## Aim of the exercise
Copy the records from the line containing "of the lush" through the end, with "shoreline" swapped for "coastline" and everything else left the same.
------------------------------------
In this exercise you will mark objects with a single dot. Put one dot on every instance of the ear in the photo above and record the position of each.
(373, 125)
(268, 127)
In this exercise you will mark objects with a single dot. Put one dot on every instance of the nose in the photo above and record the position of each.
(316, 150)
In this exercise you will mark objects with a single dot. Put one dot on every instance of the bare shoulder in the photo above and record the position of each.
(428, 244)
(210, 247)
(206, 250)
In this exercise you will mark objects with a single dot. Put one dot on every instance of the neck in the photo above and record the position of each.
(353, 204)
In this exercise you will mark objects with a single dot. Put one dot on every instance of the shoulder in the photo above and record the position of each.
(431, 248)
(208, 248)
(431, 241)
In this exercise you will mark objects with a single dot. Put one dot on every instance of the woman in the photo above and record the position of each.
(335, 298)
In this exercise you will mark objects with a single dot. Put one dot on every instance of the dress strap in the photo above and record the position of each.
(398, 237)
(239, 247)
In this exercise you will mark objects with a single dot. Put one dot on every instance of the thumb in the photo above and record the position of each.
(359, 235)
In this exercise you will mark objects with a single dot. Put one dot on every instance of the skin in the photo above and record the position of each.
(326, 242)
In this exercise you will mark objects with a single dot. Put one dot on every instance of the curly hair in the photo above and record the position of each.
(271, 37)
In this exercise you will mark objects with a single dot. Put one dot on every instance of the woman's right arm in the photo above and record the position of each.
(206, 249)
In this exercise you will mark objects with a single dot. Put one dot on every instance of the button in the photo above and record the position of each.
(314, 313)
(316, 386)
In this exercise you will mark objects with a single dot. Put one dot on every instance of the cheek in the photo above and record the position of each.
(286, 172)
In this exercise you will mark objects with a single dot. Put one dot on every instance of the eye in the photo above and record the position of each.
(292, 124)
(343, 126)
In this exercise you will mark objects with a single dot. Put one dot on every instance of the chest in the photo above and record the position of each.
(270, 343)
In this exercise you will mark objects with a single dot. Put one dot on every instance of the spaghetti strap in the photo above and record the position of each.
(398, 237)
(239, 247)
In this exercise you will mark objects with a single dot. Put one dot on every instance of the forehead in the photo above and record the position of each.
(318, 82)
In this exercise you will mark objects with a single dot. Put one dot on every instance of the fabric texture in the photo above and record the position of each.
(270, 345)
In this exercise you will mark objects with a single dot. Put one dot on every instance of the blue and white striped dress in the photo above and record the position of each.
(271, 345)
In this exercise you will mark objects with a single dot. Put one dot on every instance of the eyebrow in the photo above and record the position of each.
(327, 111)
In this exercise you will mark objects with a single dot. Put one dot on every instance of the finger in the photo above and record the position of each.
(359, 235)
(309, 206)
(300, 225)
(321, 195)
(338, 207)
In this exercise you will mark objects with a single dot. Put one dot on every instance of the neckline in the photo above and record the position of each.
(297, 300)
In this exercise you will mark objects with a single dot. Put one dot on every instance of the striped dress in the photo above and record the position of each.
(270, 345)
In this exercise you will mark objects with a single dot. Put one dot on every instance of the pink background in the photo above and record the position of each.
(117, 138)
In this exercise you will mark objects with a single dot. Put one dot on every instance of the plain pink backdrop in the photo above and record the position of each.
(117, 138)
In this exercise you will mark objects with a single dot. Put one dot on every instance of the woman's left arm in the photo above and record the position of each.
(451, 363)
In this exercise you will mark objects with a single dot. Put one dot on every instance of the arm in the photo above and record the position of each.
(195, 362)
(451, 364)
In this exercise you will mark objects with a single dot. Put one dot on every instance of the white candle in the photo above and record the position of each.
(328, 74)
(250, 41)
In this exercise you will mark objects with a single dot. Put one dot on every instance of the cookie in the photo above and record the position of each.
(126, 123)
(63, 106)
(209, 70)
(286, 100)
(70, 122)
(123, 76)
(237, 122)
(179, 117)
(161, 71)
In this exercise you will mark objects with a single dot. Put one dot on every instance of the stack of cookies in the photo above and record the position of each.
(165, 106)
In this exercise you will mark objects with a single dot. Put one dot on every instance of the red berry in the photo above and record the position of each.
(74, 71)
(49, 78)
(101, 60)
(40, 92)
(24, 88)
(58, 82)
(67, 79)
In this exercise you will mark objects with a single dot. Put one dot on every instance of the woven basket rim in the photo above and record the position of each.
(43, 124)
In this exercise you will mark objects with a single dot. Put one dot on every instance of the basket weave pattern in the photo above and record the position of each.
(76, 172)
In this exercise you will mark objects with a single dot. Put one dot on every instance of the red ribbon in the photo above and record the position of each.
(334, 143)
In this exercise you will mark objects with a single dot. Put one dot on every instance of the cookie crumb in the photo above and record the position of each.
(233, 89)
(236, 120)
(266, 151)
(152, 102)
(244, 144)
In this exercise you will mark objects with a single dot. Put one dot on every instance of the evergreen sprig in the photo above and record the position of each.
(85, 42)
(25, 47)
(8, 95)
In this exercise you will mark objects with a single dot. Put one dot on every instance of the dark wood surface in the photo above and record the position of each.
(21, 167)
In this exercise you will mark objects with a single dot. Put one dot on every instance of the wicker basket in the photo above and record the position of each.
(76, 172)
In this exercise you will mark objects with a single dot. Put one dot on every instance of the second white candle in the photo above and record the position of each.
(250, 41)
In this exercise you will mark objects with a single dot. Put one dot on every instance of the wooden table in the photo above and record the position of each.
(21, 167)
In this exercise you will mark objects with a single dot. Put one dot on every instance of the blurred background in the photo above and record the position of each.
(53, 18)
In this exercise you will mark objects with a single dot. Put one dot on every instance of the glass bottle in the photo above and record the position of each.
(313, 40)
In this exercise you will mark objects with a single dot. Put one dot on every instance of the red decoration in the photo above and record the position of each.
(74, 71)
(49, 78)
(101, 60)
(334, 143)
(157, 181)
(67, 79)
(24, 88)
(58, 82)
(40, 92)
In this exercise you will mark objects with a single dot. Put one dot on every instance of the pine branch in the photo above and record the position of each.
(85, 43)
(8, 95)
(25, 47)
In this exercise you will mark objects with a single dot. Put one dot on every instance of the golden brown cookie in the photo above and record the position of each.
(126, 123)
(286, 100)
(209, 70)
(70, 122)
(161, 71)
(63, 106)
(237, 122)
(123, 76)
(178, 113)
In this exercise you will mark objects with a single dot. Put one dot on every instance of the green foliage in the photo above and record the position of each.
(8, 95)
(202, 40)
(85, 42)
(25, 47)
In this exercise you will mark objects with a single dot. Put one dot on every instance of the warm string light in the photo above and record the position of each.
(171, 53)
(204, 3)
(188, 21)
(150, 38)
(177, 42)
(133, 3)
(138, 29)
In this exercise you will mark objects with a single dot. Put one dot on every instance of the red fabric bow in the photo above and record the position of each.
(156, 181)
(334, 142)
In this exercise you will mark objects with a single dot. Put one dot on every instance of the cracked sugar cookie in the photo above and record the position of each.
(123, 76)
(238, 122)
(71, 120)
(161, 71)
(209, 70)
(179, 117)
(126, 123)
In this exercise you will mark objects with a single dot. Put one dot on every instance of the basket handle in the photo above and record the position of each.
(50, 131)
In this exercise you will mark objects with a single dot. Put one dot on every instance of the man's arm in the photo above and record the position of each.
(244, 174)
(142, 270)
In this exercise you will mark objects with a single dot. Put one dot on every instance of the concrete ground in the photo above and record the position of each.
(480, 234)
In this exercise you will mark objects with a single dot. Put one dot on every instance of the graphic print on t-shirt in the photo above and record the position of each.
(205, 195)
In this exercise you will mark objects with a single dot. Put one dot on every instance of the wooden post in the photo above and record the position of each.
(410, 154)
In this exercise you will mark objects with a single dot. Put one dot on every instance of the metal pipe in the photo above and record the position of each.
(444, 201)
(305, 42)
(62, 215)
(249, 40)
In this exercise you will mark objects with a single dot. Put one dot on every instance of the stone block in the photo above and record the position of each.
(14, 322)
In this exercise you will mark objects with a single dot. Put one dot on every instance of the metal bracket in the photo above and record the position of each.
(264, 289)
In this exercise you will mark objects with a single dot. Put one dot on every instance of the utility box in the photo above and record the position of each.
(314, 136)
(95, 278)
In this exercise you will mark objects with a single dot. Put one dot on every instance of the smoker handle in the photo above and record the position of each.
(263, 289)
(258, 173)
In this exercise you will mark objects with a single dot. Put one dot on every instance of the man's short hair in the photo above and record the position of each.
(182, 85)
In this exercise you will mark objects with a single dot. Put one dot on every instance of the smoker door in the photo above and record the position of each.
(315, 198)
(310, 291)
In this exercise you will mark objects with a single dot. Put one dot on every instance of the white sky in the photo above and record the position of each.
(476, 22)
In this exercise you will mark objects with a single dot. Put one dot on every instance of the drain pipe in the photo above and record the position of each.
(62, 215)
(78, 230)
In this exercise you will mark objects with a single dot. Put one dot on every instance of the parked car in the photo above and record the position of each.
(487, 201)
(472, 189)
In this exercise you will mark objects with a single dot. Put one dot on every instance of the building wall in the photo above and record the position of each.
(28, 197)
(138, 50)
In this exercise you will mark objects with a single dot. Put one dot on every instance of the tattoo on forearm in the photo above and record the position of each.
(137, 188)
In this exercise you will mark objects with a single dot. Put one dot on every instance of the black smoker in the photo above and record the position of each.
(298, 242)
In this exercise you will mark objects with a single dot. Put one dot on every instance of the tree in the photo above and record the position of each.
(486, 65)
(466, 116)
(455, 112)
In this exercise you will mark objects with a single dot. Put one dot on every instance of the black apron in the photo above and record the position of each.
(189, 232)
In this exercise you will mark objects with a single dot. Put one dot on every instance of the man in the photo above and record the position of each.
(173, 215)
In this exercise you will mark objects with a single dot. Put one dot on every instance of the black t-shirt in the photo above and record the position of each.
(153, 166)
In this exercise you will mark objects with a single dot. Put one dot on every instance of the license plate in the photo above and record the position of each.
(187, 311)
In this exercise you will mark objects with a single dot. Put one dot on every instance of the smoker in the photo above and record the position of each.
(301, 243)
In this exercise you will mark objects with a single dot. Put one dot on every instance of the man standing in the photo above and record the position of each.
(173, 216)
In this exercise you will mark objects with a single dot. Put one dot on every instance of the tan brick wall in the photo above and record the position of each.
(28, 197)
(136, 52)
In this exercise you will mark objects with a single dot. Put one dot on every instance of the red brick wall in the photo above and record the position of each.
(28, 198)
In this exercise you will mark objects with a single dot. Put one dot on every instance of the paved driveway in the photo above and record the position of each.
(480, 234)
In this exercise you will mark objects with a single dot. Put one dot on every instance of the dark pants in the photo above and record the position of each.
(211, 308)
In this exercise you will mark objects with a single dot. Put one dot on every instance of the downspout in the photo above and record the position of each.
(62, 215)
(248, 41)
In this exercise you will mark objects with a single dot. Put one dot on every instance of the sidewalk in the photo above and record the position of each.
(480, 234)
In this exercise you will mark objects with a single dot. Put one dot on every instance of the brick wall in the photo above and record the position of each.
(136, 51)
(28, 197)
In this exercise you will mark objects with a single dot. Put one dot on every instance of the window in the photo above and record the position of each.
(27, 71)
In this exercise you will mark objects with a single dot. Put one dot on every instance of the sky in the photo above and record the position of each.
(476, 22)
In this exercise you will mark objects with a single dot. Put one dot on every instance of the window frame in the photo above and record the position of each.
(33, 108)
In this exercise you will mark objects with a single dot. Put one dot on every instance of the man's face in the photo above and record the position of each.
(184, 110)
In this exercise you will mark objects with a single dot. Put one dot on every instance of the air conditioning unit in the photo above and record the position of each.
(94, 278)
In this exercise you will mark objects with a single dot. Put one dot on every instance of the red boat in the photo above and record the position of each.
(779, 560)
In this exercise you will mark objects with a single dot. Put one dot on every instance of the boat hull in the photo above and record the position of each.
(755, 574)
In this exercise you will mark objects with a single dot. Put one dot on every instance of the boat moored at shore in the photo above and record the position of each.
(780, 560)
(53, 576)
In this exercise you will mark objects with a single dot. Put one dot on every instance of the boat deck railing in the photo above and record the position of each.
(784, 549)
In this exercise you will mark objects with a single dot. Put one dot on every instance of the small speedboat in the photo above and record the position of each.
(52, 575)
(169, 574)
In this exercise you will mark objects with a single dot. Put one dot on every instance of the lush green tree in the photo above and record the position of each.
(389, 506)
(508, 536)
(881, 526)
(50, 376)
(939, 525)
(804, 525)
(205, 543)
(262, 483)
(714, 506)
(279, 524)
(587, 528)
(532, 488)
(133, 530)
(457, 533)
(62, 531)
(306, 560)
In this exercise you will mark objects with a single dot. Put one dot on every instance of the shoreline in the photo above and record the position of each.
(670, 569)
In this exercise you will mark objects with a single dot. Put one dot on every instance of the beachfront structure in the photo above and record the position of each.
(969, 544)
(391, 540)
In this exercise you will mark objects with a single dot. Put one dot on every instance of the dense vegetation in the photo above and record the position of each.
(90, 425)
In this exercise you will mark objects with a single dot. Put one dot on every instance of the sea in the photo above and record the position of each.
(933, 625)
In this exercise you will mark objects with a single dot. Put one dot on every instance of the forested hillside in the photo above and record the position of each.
------------------------------------
## Output below
In this exercise you will mark objects with a single dot. Put one dot on every instance of the lush green tree in the photo above and record the position of each.
(389, 506)
(508, 536)
(881, 526)
(50, 376)
(939, 525)
(804, 525)
(205, 543)
(262, 483)
(714, 506)
(279, 524)
(587, 528)
(532, 488)
(133, 530)
(457, 533)
(62, 531)
(306, 560)
In this exercise you will mark objects with a single dot. Put one dot on every instance of the coastline in the photo above and record the position of each.
(670, 569)
In this exercise you will mark objects with a single dot. Put one dot on every instance of the beachfront structure in the photo above and record the position of each.
(969, 544)
(391, 540)
In this exercise you will mark objects with a single dot. Put one dot on every instance of the dense vegetation in the photo above and record the position of each.
(90, 425)
In this exercise you will mark objects with a single dot. Put one dot on every instance of the sea in the photo above and record the position of each.
(933, 625)
In this exercise you will mark objects with a single dot. Put one dot on every instance of the forested hillside in the photo above and record the position of each.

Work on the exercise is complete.